**Excerpt from a dataset:**
-- begin --
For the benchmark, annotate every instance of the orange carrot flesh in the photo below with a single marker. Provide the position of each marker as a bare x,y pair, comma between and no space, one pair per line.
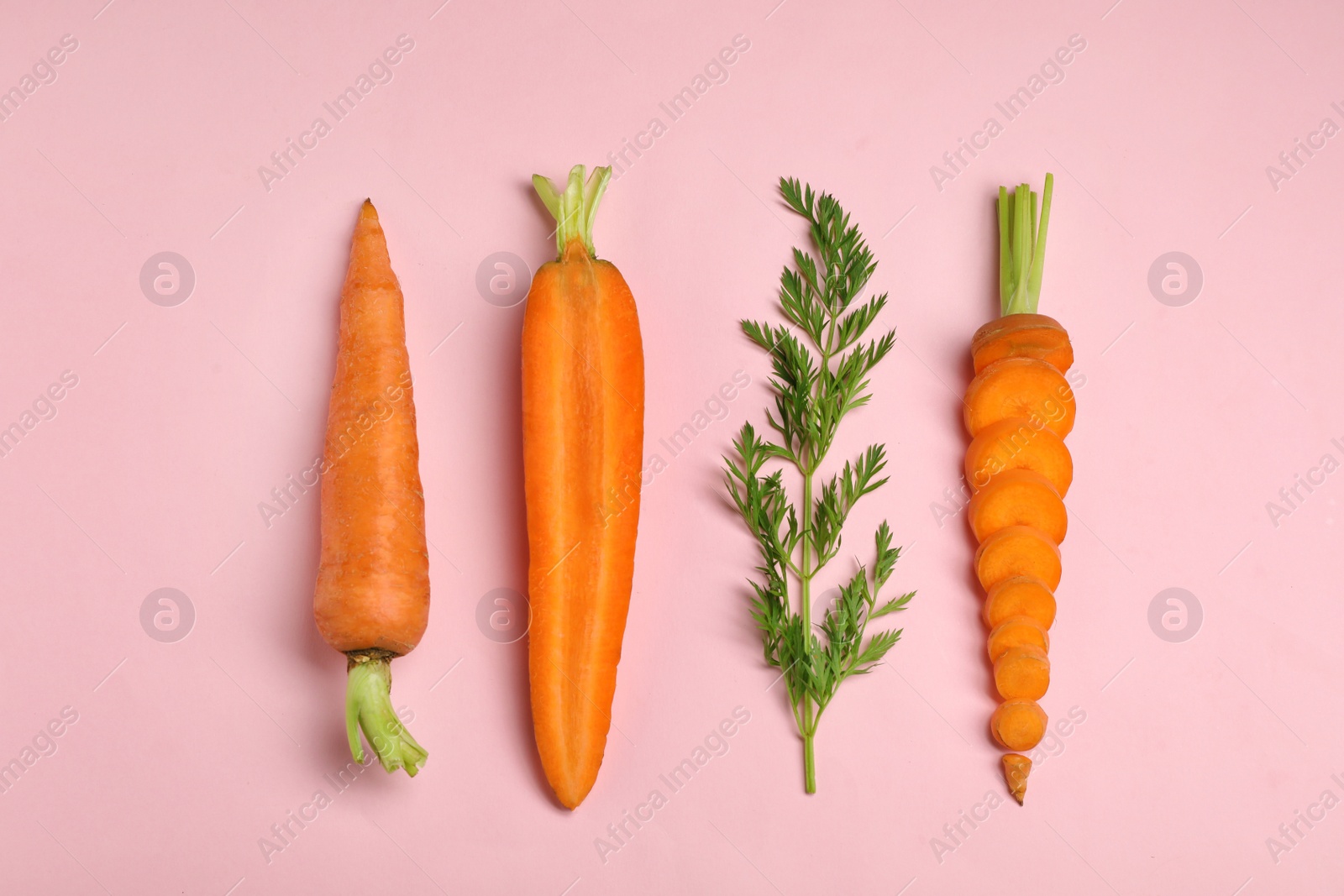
1018,409
582,450
1018,497
1021,336
1016,768
373,580
1016,445
1021,387
1018,725
1021,673
1016,631
1019,595
1018,550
-- end --
**Instruction:**
Rewrite every line of the item above as a JSON list of strings, one string per line, with blank lines and the picture left out.

**Task response:**
[
  "For the benchmark, annotate every instance of the orange carrot flesh in the photo below with a single marker. Provide the position of each marker as a bare x,y pair, comma between and no space, one pair per line.",
  "1018,409",
  "582,450",
  "1018,497",
  "1021,336",
  "1016,768",
  "373,580",
  "1016,445",
  "1021,387",
  "1018,725",
  "1021,673",
  "1016,631",
  "1019,595",
  "1018,550"
]